> [Selección]
Conservo otro recuerdo de aquel baúl. La primera novela de amor que me apasionó. Eran centenares de tarjetas postales, todas dirigidas por alguien que las firmaba, que no se si era un Enrique o un Alberto, y escritas todas a María Thielman. Estas tarjetas eran maravillosas. Eran retratos de las grandes actrices de la época con vidriecitos engastados y a veces cabellera pegada. También habían castillos, ciudades y paisajes lejanos. Durante años solo me complací en las figuras. Pero, a medida que fui creciendo, fui leyendo aquellos mensajes de amor escritos con una perfecta caligrafía. Siempre me imaginé que el galán aquel era hombre de sombrero hongo, bastón y brillante en la corbata. Pero aquellas líneas eran de arrebatadora pasión. Estaban enviadas desde todos los puntos del globo por el viajero. Estaban llenas de frases deslumbrantes, de audacia enamorada. Comencé yo a enamorarme también de María Thielman. A ella me la imaginaba como una desdeñosa actriz, coronada de perlas. ¿Pero cómo habían llegado al baúl de mi madre estas cartas? ¿Cómo había abandonado su tesoro la diosa desconocida? Nunca pude saberlo.

> [Problemas y tareas]
(A) Resume en dos oraciones el recuerdo de las tarjetas postales del baúl.
(B) En el recuerdo de las tarjetas postales del baúl, ¿a quién iban dirigidas todas las tarjetas?
(C) Continúa el recuerdo de las tarjetas postales del baúl a partir de su última oración.
Los ítems vienen de otra fuente.

> [Ítems extraídos]

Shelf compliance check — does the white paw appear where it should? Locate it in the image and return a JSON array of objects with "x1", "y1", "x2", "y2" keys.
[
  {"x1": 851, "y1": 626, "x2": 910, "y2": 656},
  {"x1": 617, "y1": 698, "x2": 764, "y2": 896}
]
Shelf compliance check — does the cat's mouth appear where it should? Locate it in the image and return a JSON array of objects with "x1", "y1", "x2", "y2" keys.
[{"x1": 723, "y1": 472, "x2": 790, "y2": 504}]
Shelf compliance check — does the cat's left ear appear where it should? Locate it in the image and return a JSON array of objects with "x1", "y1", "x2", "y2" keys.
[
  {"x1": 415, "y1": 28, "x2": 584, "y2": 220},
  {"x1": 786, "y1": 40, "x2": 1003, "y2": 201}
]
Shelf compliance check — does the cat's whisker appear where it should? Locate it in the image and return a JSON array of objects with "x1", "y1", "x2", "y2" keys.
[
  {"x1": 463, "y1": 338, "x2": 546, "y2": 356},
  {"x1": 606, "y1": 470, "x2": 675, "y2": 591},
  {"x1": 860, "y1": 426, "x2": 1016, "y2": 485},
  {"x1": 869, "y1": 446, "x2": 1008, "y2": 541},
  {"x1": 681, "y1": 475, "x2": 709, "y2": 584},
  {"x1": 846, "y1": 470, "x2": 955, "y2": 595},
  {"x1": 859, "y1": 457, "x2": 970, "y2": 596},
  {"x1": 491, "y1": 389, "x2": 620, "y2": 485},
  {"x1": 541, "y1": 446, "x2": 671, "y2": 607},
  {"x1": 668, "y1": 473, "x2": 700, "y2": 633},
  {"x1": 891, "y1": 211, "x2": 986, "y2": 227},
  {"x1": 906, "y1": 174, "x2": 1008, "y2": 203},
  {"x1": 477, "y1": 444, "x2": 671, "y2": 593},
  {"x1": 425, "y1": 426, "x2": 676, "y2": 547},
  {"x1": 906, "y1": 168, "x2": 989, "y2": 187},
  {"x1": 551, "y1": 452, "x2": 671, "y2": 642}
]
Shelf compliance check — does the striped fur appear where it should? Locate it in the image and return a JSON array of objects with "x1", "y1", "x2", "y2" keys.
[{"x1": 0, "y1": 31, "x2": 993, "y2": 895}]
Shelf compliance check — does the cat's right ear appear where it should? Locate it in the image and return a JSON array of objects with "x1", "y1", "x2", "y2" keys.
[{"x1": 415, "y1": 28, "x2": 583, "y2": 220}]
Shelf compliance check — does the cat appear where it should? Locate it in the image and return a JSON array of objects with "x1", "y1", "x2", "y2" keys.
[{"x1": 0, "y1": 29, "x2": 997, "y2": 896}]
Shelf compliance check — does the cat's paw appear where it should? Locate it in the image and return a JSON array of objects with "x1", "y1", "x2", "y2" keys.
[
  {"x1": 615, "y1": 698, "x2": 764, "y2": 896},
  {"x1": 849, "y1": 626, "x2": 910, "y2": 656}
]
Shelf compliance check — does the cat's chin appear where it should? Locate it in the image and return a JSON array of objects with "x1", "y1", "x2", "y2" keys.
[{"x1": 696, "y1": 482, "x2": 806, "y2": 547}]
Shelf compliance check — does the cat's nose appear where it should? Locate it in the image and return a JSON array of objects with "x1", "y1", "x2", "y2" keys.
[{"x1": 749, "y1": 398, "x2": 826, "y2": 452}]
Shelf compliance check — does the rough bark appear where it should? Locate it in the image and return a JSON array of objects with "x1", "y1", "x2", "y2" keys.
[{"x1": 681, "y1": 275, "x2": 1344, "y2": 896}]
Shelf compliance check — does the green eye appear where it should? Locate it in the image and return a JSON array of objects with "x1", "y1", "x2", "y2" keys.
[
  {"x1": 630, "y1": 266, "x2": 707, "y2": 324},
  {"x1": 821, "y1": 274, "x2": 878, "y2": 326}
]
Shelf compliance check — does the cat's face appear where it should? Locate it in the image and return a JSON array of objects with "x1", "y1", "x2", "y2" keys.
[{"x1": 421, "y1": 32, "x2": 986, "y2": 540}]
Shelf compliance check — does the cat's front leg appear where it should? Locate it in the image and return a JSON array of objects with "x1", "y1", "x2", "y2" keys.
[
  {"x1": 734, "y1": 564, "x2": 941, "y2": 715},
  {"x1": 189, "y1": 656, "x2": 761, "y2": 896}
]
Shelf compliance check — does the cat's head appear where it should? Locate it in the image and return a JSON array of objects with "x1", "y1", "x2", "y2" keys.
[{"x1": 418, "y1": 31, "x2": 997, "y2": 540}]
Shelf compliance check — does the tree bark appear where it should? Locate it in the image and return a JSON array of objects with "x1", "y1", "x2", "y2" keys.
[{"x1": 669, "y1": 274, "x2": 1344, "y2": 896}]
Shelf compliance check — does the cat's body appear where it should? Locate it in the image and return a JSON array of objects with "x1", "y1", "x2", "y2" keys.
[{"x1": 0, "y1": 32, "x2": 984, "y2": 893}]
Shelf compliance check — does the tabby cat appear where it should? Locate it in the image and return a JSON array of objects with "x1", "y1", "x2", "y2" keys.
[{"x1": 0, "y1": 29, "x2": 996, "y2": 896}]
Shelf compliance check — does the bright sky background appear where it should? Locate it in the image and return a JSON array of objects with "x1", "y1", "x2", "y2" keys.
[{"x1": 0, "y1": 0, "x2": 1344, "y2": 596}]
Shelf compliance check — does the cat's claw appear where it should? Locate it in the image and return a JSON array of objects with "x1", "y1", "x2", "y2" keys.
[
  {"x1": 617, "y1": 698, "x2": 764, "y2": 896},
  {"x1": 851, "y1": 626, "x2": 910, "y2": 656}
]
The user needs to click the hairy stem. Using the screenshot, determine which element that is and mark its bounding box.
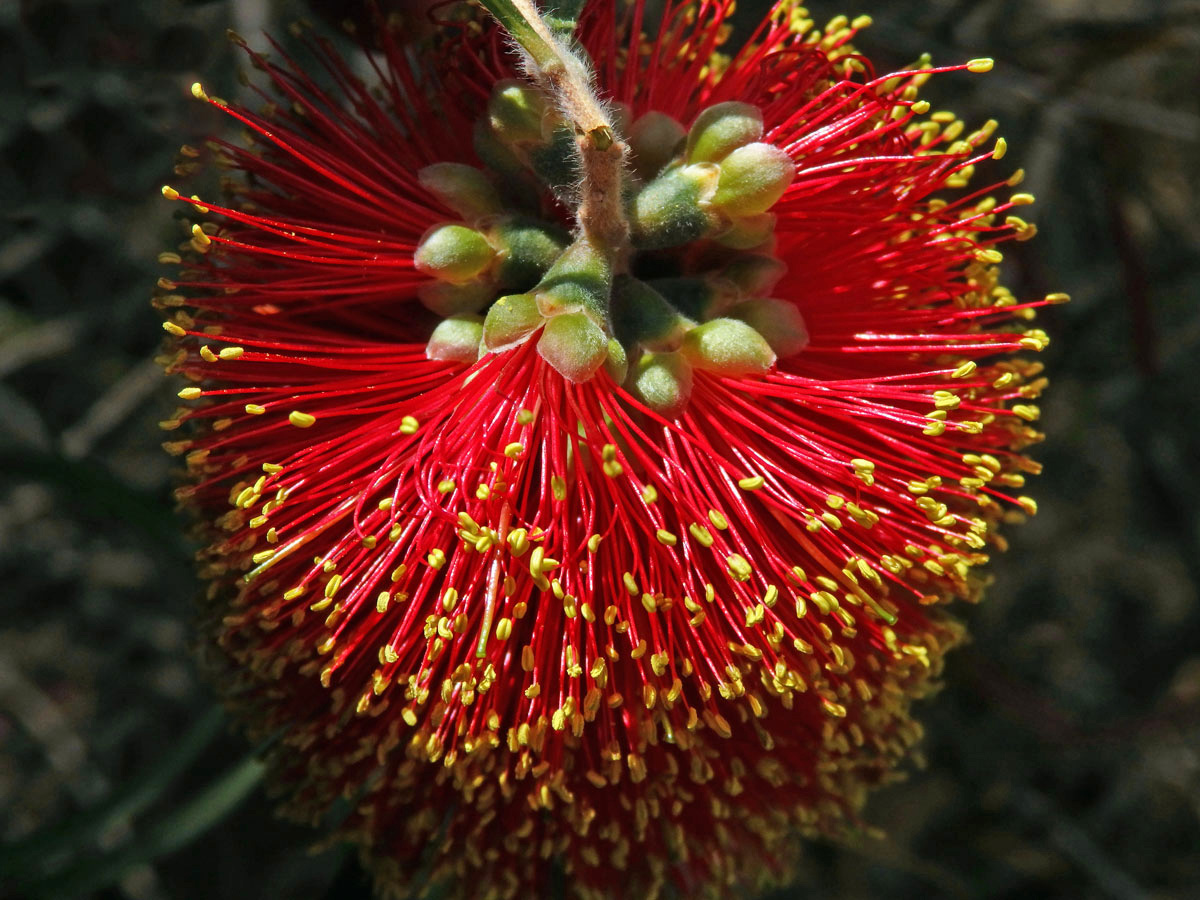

> [Resultados por tarea]
(A) Quien narra recuerda cientos de tarjetas postales guardadas en un baúl, enviadas por un viajero a María Thielman, con retratos de actrices, castillos y paisajes, y llenas de mensajes de amor apasionados. Al crecer fue leyendo esos mensajes, se enamoró también de María Thielman y nunca supo cómo llegaron esas cartas al baúl de su madre.

(B) A María Thielman.

(C)
Los muchachos en el Liceo no conocían ni respetaban mi condición de poeta. La frontera tenía ese sello maravilloso de Far West sin prejuicios. Mis compañeros se llamaban Schanakes, Scheler, Hausers, Smiths, Taitos, Seranis. Eramos iguales entre los Aracenas y los Ramírez y los Reyes... No había apellidos vascos. Había Sefarditas, Albalas, Francos; había irlandeses Mc. Guyntis, polacos Yanichewskys. Brillaban con luz oscura los apellidos araucanos, olorosos a madera y agua, Melivilus, Catrileos.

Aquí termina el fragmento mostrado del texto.